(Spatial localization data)

......

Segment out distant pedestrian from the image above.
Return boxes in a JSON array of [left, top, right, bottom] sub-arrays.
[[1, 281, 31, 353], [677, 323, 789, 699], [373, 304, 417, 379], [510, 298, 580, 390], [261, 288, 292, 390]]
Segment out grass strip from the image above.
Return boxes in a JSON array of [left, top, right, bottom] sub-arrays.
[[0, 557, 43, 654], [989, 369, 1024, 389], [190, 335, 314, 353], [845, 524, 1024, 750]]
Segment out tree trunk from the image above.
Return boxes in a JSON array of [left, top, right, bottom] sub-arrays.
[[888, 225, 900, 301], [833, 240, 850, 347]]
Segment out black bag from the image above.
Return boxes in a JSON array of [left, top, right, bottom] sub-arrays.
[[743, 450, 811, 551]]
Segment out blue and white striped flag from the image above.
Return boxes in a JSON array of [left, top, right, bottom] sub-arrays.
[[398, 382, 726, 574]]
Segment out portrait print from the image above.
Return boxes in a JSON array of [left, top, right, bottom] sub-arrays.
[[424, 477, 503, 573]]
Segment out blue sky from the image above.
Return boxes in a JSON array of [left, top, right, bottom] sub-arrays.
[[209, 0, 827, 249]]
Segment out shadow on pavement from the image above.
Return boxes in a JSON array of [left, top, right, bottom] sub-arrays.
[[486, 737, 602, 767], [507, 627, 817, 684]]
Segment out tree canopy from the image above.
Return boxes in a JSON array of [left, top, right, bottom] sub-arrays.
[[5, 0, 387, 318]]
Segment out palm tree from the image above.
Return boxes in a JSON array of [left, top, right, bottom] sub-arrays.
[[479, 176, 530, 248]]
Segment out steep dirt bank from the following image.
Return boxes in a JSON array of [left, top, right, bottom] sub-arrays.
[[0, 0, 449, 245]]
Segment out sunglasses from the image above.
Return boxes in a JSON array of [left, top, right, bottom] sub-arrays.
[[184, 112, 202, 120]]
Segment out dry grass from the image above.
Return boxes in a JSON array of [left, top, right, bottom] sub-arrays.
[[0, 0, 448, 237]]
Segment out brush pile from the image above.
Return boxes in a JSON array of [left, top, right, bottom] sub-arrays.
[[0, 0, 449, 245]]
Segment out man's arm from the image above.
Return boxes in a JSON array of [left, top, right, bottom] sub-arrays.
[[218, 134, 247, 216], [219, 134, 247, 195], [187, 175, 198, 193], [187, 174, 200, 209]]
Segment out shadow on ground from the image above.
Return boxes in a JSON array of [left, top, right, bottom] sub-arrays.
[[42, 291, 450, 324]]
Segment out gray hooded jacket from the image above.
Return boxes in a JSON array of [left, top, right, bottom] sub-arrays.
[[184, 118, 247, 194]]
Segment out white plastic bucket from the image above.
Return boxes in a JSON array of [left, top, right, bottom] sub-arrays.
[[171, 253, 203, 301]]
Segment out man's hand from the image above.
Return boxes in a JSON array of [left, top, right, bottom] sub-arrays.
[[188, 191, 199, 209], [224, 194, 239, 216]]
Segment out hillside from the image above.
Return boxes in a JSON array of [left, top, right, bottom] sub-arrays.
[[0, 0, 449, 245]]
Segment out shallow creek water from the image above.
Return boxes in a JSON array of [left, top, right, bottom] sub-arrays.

......

What to produce: Scan the records above for lines with the word "shadow", then say how many there are, giving the number alone.

Solution to this task: 2